**Objective**
Express as a numbered list the lines of the entries below that begin with the line containing "Isolate each scrap wood plank in this image." and continue through the line containing "[14, 273, 71, 332]", leaving out any blank lines.

Collected data
begin

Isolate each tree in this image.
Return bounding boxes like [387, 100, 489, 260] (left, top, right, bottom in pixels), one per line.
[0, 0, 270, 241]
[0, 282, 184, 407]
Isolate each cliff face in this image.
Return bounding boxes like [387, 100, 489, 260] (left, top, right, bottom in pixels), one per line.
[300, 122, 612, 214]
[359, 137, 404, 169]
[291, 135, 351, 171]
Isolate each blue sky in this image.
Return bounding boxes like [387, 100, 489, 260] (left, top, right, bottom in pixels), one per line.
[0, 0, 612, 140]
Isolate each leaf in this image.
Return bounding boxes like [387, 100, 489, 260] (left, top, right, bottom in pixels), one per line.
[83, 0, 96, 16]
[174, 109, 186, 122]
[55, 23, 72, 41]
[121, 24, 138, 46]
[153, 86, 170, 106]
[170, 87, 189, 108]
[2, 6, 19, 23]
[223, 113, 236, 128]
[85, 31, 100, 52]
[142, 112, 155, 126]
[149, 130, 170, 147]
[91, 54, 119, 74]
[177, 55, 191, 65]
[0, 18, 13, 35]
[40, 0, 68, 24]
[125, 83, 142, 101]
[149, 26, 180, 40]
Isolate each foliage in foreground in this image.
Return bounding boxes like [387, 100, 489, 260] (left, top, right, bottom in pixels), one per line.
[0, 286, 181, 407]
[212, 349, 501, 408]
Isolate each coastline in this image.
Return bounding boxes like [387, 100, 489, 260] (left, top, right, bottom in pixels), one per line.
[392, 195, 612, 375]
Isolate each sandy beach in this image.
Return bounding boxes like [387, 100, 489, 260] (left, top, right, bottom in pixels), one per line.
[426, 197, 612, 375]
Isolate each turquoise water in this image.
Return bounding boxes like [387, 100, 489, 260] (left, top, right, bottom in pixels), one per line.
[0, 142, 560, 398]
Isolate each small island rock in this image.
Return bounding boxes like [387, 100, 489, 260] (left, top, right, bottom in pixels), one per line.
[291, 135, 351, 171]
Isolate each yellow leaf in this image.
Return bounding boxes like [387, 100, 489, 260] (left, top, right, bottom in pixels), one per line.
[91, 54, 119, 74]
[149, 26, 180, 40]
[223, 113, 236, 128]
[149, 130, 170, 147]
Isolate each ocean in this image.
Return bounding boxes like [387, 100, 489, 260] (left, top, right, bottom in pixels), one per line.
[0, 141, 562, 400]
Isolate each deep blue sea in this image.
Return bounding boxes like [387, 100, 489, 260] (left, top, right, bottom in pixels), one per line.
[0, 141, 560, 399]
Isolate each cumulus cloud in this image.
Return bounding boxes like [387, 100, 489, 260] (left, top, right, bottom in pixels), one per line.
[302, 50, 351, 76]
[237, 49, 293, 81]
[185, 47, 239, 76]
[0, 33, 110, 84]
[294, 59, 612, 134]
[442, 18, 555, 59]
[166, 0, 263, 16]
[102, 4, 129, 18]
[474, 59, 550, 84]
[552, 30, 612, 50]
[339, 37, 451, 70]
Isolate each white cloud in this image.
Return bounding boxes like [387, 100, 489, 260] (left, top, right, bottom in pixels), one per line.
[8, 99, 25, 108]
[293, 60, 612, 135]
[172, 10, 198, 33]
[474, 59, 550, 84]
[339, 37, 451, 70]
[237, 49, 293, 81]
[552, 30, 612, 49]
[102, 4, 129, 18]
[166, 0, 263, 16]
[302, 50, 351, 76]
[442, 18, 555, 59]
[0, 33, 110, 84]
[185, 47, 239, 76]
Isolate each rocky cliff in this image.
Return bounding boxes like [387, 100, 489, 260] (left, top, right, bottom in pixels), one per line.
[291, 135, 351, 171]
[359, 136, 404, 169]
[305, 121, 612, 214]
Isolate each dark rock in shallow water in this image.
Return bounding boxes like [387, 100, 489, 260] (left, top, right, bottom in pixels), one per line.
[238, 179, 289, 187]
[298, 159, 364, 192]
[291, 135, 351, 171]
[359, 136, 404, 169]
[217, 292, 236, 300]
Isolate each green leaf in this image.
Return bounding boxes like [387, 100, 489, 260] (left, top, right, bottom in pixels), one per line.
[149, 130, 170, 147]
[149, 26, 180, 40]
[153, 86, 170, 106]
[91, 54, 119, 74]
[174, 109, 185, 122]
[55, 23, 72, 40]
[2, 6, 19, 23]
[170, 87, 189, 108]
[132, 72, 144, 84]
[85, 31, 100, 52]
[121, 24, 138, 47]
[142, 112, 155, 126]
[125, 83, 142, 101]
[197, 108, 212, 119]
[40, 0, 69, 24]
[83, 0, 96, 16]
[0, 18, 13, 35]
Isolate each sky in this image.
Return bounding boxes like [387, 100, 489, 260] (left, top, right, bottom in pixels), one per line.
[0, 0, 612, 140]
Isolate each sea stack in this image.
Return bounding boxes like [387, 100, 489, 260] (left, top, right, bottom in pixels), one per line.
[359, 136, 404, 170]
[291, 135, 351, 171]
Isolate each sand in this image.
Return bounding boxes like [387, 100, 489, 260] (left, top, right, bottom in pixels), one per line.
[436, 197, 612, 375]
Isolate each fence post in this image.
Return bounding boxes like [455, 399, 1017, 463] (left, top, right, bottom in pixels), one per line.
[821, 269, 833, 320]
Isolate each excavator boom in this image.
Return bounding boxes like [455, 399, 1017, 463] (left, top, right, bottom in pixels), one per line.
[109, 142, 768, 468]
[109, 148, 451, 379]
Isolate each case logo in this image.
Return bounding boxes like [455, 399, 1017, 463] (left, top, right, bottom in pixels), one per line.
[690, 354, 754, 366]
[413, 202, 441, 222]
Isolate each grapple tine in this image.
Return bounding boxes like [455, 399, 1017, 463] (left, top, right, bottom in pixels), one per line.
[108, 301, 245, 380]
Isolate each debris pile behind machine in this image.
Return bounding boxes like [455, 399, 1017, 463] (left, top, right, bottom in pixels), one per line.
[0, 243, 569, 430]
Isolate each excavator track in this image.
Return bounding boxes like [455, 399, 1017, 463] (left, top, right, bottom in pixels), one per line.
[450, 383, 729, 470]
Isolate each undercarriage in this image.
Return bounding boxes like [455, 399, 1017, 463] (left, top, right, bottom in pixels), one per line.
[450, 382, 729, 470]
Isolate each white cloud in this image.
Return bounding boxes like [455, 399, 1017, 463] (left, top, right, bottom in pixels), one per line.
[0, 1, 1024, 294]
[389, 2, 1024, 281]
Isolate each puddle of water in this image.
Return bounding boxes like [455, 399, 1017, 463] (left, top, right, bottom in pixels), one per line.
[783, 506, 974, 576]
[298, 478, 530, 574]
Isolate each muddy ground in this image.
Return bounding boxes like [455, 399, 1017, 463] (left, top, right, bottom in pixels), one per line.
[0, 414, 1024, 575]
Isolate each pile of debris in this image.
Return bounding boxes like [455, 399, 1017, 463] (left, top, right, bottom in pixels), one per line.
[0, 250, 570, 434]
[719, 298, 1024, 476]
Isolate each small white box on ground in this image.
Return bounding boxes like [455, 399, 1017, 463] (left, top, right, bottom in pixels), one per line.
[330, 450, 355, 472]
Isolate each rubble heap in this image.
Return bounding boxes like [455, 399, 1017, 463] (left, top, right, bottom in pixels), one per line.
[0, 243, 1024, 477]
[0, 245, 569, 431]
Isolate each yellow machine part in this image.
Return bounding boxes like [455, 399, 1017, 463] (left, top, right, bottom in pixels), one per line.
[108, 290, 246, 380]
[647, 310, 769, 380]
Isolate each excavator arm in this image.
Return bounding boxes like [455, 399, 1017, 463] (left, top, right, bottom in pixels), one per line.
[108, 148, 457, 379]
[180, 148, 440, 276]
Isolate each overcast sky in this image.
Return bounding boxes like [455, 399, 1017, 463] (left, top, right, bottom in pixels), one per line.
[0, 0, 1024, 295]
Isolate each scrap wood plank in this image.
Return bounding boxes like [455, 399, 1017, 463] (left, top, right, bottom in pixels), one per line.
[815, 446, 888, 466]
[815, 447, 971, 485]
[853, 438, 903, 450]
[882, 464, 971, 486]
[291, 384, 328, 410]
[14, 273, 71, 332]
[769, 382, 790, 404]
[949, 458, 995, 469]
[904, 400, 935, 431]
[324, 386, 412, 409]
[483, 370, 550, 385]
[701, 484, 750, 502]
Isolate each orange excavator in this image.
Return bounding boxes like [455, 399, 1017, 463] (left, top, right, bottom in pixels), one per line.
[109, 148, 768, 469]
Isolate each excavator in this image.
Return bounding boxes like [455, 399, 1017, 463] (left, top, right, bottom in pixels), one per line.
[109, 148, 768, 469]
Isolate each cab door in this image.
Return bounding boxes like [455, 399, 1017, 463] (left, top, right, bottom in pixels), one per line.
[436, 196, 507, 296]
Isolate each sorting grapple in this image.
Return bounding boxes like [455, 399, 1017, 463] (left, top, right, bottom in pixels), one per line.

end

**The result**
1. Isolate each scrap wood plank in this image.
2. Return bounding boxes like [455, 399, 1017, 463] (left, top, right, bottom in pixels), one per line.
3. [815, 446, 888, 466]
4. [815, 447, 971, 485]
5. [853, 438, 903, 450]
6. [882, 464, 971, 486]
7. [291, 384, 328, 410]
8. [14, 273, 71, 332]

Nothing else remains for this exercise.